::: Given records :::
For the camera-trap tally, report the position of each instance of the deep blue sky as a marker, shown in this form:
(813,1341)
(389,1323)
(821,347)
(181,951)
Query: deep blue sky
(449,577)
:::
Rescale the material above by restating every line in full, multiplying each coordinate in the answers by 2.15 and rounding to the nearest whole number, with halves rounded up. Leave all other numbers unchanged.

For the camera-trap tally, report the position of each instance of the deep blue sky as a marker, shown in this form:
(813,1341)
(389,1323)
(821,347)
(181,951)
Query: deep blue sky
(965,1241)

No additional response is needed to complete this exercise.